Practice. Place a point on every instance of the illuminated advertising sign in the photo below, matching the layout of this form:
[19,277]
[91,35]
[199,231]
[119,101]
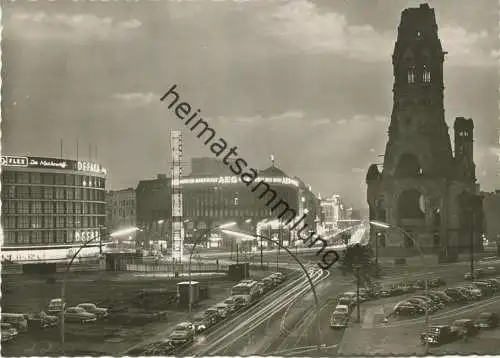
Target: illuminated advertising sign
[10,161]
[84,166]
[52,163]
[237,180]
[84,236]
[34,162]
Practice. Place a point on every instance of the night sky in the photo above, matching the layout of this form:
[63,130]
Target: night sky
[308,81]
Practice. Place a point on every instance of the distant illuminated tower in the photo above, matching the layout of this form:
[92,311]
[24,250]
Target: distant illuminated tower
[177,222]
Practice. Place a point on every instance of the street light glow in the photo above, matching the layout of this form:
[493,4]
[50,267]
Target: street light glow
[223,226]
[239,235]
[126,231]
[380,224]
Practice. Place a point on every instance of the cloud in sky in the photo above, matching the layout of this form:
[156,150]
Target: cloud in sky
[308,81]
[79,27]
[136,98]
[301,24]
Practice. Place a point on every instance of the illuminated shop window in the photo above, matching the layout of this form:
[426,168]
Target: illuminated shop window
[411,74]
[426,75]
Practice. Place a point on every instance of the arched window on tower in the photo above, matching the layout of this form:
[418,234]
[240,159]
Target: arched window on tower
[408,166]
[426,75]
[411,74]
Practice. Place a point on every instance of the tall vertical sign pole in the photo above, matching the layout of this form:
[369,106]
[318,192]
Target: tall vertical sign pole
[177,222]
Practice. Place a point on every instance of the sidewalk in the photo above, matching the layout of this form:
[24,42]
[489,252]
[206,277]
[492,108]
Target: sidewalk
[380,341]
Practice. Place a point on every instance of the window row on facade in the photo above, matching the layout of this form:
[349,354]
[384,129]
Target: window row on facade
[12,238]
[234,199]
[22,207]
[51,222]
[51,193]
[243,213]
[12,177]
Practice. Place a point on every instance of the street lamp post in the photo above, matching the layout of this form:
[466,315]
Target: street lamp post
[195,243]
[268,239]
[377,243]
[422,258]
[63,287]
[358,306]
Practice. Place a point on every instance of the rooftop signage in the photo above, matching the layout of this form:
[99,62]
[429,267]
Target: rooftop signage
[237,180]
[52,163]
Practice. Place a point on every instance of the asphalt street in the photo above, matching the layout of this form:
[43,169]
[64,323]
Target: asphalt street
[285,323]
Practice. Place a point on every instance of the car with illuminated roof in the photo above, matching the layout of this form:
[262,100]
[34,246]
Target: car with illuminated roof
[339,320]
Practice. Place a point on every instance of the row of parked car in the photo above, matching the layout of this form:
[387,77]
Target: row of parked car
[184,333]
[431,301]
[435,300]
[15,323]
[459,329]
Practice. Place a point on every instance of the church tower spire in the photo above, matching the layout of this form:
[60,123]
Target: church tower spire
[418,134]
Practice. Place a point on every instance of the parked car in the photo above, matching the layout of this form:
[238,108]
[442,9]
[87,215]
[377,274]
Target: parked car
[443,296]
[16,320]
[92,308]
[41,320]
[494,282]
[456,294]
[260,288]
[201,322]
[465,326]
[179,338]
[434,301]
[212,315]
[8,332]
[485,289]
[438,334]
[344,309]
[385,292]
[78,314]
[487,320]
[223,309]
[474,291]
[346,301]
[241,301]
[161,348]
[408,309]
[419,284]
[491,286]
[433,304]
[268,284]
[352,296]
[185,327]
[231,304]
[278,278]
[425,304]
[281,275]
[56,306]
[339,320]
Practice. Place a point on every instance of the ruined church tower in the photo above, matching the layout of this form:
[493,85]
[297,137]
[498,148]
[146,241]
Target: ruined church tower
[416,192]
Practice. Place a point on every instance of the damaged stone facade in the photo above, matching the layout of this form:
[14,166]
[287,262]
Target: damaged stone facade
[418,190]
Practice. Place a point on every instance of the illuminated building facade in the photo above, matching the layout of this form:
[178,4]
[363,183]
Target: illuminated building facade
[120,208]
[213,195]
[50,206]
[426,192]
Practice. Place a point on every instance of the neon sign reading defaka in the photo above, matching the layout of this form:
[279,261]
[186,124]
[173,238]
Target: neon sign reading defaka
[237,180]
[90,167]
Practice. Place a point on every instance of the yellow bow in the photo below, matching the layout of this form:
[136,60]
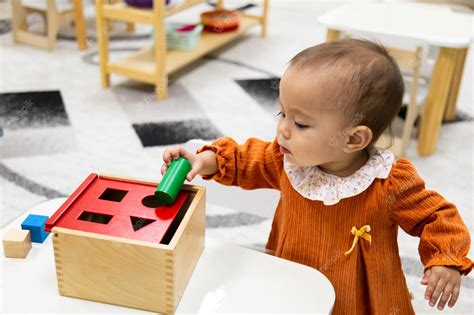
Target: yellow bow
[363,232]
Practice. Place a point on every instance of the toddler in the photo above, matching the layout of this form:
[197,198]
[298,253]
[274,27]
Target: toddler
[342,199]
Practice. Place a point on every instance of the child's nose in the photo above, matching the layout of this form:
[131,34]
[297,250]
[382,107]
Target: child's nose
[284,130]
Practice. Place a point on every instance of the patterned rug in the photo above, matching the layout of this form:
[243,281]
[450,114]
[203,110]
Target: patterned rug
[58,126]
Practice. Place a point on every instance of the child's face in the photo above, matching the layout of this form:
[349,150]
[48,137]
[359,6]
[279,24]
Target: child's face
[310,129]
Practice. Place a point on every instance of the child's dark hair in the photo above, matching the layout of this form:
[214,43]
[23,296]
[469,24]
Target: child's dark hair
[373,86]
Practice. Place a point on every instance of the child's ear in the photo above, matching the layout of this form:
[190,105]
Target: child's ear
[358,138]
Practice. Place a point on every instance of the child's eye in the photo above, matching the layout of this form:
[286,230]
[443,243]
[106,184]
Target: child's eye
[300,126]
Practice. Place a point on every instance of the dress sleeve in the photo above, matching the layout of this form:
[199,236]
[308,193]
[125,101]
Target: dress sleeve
[254,164]
[444,238]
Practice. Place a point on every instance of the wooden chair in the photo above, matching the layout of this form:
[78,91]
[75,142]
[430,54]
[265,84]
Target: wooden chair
[54,12]
[409,62]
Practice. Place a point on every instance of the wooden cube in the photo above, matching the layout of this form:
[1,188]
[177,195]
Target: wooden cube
[16,243]
[112,244]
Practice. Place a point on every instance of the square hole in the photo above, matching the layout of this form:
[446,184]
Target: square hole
[95,217]
[113,194]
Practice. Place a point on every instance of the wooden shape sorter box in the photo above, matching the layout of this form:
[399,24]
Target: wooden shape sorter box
[114,244]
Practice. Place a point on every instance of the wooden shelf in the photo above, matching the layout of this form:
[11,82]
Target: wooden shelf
[152,65]
[122,12]
[141,65]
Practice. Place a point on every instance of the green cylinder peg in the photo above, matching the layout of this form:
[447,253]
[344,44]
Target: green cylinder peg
[173,180]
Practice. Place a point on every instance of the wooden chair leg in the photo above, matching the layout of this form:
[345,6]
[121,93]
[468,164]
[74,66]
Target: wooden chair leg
[436,100]
[52,24]
[80,24]
[18,19]
[450,112]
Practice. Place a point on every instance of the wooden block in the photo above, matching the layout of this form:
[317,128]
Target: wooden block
[16,243]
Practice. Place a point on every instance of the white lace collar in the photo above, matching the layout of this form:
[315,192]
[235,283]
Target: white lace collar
[313,183]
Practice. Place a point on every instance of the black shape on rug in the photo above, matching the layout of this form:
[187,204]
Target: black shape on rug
[32,110]
[165,133]
[264,91]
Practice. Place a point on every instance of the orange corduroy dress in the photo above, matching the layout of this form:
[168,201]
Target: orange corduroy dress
[370,279]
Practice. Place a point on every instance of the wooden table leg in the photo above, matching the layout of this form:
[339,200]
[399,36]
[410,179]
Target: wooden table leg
[103,43]
[437,99]
[332,35]
[80,25]
[450,112]
[161,84]
[264,19]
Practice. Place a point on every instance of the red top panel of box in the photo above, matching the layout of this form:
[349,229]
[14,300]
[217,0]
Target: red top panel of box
[115,207]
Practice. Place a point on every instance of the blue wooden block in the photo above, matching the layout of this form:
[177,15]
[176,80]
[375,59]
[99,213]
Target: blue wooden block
[35,224]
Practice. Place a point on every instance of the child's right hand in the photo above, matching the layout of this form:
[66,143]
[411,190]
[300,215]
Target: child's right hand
[175,153]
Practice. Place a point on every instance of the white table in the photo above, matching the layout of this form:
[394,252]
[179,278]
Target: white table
[228,278]
[425,24]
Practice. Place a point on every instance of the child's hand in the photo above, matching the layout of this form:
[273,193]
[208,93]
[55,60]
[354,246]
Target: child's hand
[442,280]
[175,153]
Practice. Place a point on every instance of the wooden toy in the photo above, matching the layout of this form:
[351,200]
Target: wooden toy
[173,180]
[16,243]
[35,224]
[221,21]
[115,243]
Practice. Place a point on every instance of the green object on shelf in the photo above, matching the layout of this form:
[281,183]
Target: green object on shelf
[173,180]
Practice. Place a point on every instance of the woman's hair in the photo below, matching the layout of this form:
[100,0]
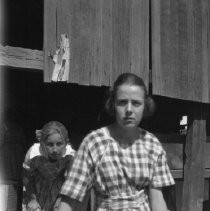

§ TASK GOAL: Provide only the count of lines in the records above that hold the word "below".

§ COMPLETED TASK: 3